Written exercise: Return each line of the material verbatim.

====== Dataset entries

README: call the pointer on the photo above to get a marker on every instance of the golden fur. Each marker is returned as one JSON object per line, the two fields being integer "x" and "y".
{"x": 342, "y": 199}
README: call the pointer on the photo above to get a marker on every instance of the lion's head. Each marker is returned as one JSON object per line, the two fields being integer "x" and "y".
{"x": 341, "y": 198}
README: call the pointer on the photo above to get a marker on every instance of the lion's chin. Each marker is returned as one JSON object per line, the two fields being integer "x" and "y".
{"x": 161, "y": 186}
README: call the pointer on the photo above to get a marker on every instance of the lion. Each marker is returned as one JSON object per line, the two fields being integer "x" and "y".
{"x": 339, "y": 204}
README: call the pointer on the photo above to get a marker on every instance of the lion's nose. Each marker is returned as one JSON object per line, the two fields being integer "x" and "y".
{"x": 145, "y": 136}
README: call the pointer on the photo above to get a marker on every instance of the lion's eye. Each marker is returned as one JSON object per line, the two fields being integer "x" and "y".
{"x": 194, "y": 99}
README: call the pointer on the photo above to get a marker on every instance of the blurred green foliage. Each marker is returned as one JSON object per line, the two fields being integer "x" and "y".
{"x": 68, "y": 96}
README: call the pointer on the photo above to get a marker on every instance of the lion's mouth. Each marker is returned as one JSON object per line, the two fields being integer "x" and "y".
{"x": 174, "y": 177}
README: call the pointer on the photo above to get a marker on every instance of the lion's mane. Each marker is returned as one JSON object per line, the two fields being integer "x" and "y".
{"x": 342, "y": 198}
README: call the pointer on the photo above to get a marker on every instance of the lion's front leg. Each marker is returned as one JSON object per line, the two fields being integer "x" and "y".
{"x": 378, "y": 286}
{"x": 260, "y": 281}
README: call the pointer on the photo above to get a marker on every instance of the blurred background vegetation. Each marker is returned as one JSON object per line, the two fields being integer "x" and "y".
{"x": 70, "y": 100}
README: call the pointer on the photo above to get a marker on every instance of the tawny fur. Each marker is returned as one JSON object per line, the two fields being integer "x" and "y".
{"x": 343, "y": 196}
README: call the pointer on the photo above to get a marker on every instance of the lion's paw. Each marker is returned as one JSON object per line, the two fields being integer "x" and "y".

============

Task response:
README: call the pointer on the photo above to get a marker on every instance of the golden fur. Each marker is returned as one JSON object per line, the two fields being integer "x" and "y".
{"x": 342, "y": 199}
README: call the pointer on the photo above to get a marker on every instance of the lion's head. Each marker is returned as one JSON object per line, the two fields being integer "x" and "y".
{"x": 341, "y": 198}
README: call the pointer on the photo above to get a marker on every instance of the lion's chin. Each marker is returned as one JSON object per line, the two fields being integer "x" and "y".
{"x": 161, "y": 186}
README: call the pointer on the photo above to get a marker on every instance of the lion. Each marker is returned as one JSON object per line, the two fields being integer "x" and "y".
{"x": 339, "y": 204}
README: call the pointer on the photo above to get a marker on every instance of the lion's nose. Each marker is returned as one JSON object per line, the two fields being integer "x" and "y".
{"x": 145, "y": 136}
README: call the pointer on the photo above to get a marker on every instance of the lion's eye. Each marker is returned as one JSON object per line, the two fields being integer "x" and "y".
{"x": 194, "y": 99}
README: call the pointer on the photo above to get a marker on every instance of the blurred green foliage. Each marker is returned as one JSON object per line, the two fields being integer "x" and "y".
{"x": 68, "y": 96}
README: call the pointer on the photo above to get a marker on every instance of the lion's mouth. Each marker is returned as one JSON object per line, the two fields being integer "x" and "y".
{"x": 174, "y": 177}
README: call the pointer on the photo above to get a marker on every instance of the lion's mane. Each marker is returned as one JSON object per line, the two fields being integer "x" and "y".
{"x": 342, "y": 198}
README: call the pointer on the photo above to get a marker on every instance of the lion's front leg. Each marker is returned as one JSON object per line, the two fields being integer "x" and "y".
{"x": 378, "y": 286}
{"x": 260, "y": 281}
README: call the pointer on the photo above to get a marker on every instance of the blurred background vegetation. Each marker is returned as one JSON object per line, the two fields being integer "x" and "y".
{"x": 70, "y": 100}
README: call the pointer on the photo above to get a marker on every instance of the tawny fur. Each marker is returned as one JSON object per line, the two fields being integer "x" and "y".
{"x": 343, "y": 196}
README: call the pointer on the photo above to get a marker on every instance of the lion's paw. Each marker is returned as one JSON object per line, the two fields being integer "x" and "y".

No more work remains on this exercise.